* **EXERCISE 1**
Answer these questions about the heapsort.asm post:
(a) How many bytes shorter is the revised code?
(b) What problem leads the author to avoid "dec reg64"?
(c) Which instruction takes the place of "jne build_loop" in the revised code?

* **SOURCE EXTRACT**
^^^^^^^^
Content-Transfer-Encoding: quoted-printable
X-Received-Bytes: 7737

by: Michał Kasprzak - Tue, 23 Aug 2022 19:15 UTC

Look at the following code snippet in the heapsort.asm file starting with the build_next label:
build_next: sub r10, 1
mov qword [rdi+8*r11], r9
sub rbx, 2
cmp r10, -1
jne build_loop
I was in a hurry to deliver my gift to you as soon as possible and I missed correcting it ;)
Of course, it is worth replacing the above piece of code with the following code:
build_next: mov qword [rdi+8*r11], r9
sub rbx, 2
sub r10, 1
jnc build_loop
We got 4 bytes shorter code, 1 instruction less in code and maybe faster :)
Below I am inserting a revised version of heapsort.asm file.

By the way, although "dec reg64" is 1 byte shorter than "sub reg64, 1", I don't use "dec reg64" on purpose. This is because of the known partial-flag stall problem that you can read about on the internet.

Using an unused rbp register instead of the extended r8-r11 registers does not save any code length in the heapsort.asm file. Although push / pop rbp is 1 byte shorter than push / pop r8, which would benefit prolog.asm and epilog.asm, if we go to a specific Forth version, it will probably turn out that every Forth needs to keep rbp and none of them has to keep r8, so it is not worth trying to force yourself to use rbp ;)
^^^^^^^^
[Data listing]

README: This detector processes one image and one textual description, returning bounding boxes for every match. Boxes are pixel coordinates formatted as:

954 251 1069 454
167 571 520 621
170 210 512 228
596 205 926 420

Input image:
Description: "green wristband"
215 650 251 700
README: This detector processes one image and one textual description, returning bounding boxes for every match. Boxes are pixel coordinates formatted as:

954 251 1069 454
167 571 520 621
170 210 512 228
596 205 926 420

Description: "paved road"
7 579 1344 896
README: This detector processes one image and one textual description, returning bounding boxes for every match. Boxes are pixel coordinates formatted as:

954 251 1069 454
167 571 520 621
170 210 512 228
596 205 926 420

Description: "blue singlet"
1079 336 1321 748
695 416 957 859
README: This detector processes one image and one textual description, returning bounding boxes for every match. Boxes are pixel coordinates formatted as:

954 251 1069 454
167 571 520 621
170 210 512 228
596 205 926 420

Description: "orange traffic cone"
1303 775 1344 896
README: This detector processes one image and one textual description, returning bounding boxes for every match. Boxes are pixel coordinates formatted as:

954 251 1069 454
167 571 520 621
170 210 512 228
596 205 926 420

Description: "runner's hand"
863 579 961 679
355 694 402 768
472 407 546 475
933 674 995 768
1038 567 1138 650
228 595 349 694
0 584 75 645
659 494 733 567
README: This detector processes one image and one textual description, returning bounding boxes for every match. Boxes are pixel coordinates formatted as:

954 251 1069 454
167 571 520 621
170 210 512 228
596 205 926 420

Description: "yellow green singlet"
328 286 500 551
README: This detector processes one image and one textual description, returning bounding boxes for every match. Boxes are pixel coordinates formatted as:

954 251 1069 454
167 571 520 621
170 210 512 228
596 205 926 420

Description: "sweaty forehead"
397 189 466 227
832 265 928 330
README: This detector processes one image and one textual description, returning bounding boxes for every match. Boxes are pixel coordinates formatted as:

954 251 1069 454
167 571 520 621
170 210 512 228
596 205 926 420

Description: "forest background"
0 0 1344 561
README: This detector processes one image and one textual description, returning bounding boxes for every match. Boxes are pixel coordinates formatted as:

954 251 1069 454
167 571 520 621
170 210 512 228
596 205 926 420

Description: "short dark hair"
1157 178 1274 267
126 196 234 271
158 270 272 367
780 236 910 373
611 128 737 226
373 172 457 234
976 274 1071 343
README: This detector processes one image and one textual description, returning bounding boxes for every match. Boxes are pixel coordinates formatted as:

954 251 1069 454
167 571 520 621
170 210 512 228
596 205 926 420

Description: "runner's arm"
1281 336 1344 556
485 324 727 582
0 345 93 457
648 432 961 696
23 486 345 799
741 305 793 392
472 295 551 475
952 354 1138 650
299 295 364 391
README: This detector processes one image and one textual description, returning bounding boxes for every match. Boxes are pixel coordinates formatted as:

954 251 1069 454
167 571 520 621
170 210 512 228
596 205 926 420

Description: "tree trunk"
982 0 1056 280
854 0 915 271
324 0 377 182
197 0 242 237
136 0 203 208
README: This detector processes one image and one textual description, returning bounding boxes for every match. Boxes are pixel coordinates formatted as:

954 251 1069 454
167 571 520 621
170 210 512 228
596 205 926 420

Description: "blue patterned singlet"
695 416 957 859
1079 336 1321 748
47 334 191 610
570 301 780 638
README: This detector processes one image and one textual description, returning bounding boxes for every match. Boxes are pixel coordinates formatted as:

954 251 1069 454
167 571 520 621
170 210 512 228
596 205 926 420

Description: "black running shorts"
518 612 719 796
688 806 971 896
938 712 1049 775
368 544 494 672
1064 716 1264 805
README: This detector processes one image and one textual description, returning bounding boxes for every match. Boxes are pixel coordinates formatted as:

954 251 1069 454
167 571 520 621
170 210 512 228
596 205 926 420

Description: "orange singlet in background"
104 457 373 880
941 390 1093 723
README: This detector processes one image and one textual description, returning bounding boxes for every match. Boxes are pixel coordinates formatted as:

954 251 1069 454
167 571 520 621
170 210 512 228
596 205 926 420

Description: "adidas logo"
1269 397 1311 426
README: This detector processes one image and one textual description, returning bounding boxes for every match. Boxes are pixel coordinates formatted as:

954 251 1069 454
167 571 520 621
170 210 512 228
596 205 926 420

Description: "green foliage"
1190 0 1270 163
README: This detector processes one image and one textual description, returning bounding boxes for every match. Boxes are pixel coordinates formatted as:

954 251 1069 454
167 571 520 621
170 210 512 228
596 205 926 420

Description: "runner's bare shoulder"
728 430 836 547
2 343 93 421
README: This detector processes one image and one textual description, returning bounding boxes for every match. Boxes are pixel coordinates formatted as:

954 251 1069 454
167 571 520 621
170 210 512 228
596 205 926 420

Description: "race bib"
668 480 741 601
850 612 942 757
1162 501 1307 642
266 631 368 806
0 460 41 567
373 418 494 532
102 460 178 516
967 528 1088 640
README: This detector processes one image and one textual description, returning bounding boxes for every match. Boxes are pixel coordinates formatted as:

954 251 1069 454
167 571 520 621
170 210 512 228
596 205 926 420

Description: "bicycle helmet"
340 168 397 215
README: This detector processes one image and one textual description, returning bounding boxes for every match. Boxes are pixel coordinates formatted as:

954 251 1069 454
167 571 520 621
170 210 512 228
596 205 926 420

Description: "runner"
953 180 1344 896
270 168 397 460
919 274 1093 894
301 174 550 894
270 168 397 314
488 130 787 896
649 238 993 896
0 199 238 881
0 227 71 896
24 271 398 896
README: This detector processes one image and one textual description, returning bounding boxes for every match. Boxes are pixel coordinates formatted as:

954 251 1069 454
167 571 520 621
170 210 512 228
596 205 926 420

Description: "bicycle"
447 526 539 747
^^^^^^^^
* **EXERCISE 2**
In the data listing, starting at its first line and ending at the line containing "659 494 733 567", change every "detector" to "locator". Give those lines back with nothing else altered.

* **CORRECT RESPONSE 1**
(a) 4 bytes.
(b) The known partial-flag stall problem.
(c) jnc build_loop

* **CORRECT RESPONSE 2**
README: This locator processes one image and one textual description, returning bounding boxes for every match. Boxes are pixel coordinates formatted as:

954 251 1069 454
167 571 520 621
170 210 512 228
596 205 926 420

Input image:
Description: "green wristband"
215 650 251 700
README: This locator processes one image and one textual description, returning bounding boxes for every match. Boxes are pixel coordinates formatted as:

954 251 1069 454
167 571 520 621
170 210 512 228
596 205 926 420

Description: "paved road"
7 579 1344 896
README: This locator processes one image and one textual description, returning bounding boxes for every match. Boxes are pixel coordinates formatted as:

954 251 1069 454
167 571 520 621
170 210 512 228
596 205 926 420

Description: "blue singlet"
1079 336 1321 748
695 416 957 859
README: This locator processes one image and one textual description, returning bounding boxes for every match. Boxes are pixel coordinates formatted as:

954 251 1069 454
167 571 520 621
170 210 512 228
596 205 926 420

Description: "orange traffic cone"
1303 775 1344 896
README: This locator processes one image and one textual description, returning bounding boxes for every match. Boxes are pixel coordinates formatted as:

954 251 1069 454
167 571 520 621
170 210 512 228
596 205 926 420

Description: "runner's hand"
863 579 961 679
355 694 402 768
472 407 546 475
933 674 995 768
1038 567 1138 650
228 595 349 694
0 584 75 645
659 494 733 567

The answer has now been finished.